## Required work
Continue the fishing blog post on the one-eyed meanmouth bass from the point where it stops.

## Excerpt to read

Wednesday, August 10, 2022

The legend of the one-eyed meanmouth bass


Meanmouth bass table rock lake
This one-eyed meanmouth bass could not wait to feed again. 
No, really.  It could not wait.

If a blind squirrel can find a nut, the odds are way better for a one-eyed fish.

Fishing today on Table Rock Lake in Missouri with Karen and Eric of Eric's Elite Guide Service, I caught what appeared to be a smallmouth bass.  But Eric said, "Hold on a second," and lifted the fish.  He put a finger in the fish's mouth and proclaimed, "No, it's a meanmouth bass!"

Meanmouth bass are hybrids -- offspring from smallmouth bass and spotted bass spawning together. You know, momma spotted bass lays the eggs, papa smallmouth fertilizes them, or vice versa.

Spotted bass look a lot like largemouth, but their lateral lines are darker and their mouths don't extend past their eyes.  Sometimes smallmouth and largemouth breed, but it's rarer since they usually don't share the same habitat.  They might swim in the same body of water but live on different sides of the track.

Spotted bass are found in southern states from Texas to Florida.  Table Rock Lake is one of those bodies of waters where "spots" and smallies run together, so it's definitely possible to find a hybrid meanmouth at Table Rock.

Which I did today.  

And caught the same one twice.

Without taking a DNA sample and sending it off to a lab, the easiest way to differentiate a meanmouth from a smallmouth is to check the fish's "tongue."  Meanmouth and spotted bass have a small sandpaper-like patch on their tongue.

## Excerpted records
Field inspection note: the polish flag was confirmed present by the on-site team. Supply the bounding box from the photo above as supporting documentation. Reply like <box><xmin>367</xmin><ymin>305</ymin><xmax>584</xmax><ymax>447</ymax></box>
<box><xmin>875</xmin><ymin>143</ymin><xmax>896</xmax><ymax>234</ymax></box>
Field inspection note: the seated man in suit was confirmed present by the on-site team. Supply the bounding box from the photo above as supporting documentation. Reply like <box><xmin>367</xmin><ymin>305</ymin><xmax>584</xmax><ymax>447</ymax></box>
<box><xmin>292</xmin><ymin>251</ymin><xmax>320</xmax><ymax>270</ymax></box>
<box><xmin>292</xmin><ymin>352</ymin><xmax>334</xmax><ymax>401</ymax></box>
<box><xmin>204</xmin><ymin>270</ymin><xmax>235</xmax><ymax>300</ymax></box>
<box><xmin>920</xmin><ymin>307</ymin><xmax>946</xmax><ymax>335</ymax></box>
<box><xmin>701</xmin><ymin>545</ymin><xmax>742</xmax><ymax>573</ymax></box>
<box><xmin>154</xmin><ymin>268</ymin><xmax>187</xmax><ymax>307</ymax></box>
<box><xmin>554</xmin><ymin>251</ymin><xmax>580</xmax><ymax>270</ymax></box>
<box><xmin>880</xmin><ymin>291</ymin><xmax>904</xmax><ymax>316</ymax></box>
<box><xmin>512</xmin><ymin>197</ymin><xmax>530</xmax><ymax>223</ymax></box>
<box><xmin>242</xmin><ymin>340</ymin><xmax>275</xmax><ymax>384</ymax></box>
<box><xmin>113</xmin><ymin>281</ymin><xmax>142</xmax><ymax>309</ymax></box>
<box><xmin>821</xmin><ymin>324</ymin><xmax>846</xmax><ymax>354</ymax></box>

## Your response
This meanmouth I caught -- verified by Eric checking the fish's tongue that it indeed have that patch -- was missing its left eye.  Maybe it had lost it getting hooked before?  A battle over territory with a walleye?  At the wrong end of the claw with a crayfish? Who knows.

Eric tossed the fish back, and I dropped my line baited with another nightcrawler to the bottom of the lake -- about 25 feet of water in this spot

Waited a couple minutes dead-sticking the bait and felt another bite.  I set the hook, reeled the fish in and it looked like another meanmouth.  No, wait.  It was THE SAME meanmouth with only one eye.  We all laughed -- that fish must have been hungry for nightcrawlers.  Eric said he had seen some weird stuff -- like three different times people in his boat hooking the same fish at the same time -- but never catching the same fish twice.

The joke the rest of the trip when getting a bite but reeling up a bare hook was that the one-eyed meanmouth bass had finally figured out a way to get the worm without getting caught.